TASK GOAL |
State how many lines in the records below contain the string "ymin", matching case exactly, and give only that number.

══ EXTRACTED RECORDS

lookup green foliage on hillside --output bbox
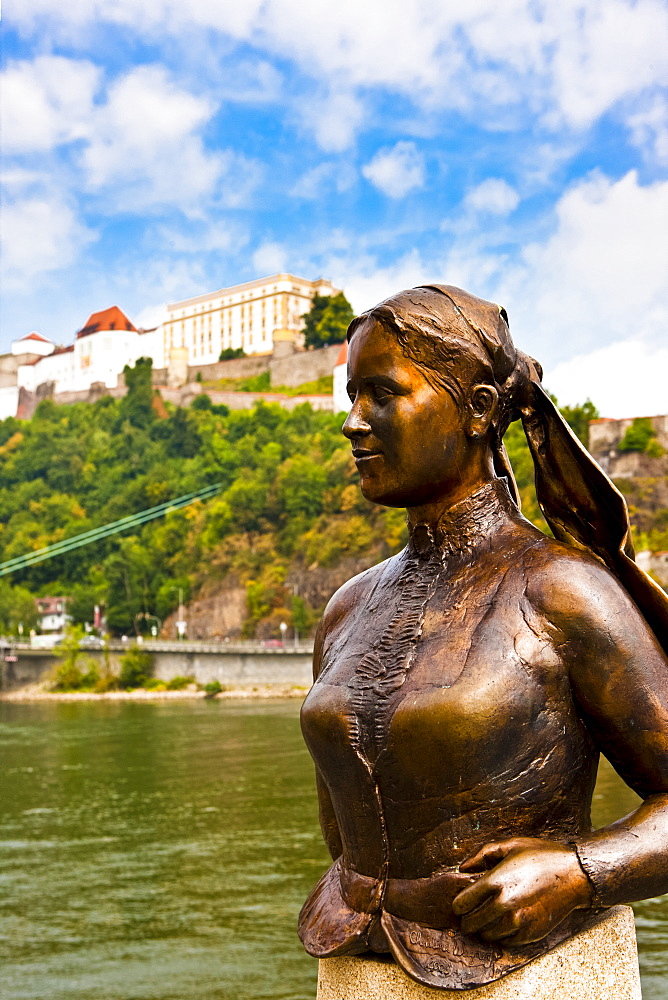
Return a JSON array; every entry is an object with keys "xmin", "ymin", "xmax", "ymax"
[
  {"xmin": 304, "ymin": 292, "xmax": 355, "ymax": 347},
  {"xmin": 0, "ymin": 362, "xmax": 604, "ymax": 637},
  {"xmin": 618, "ymin": 417, "xmax": 663, "ymax": 458}
]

════

ANSWER TO THIS TASK |
4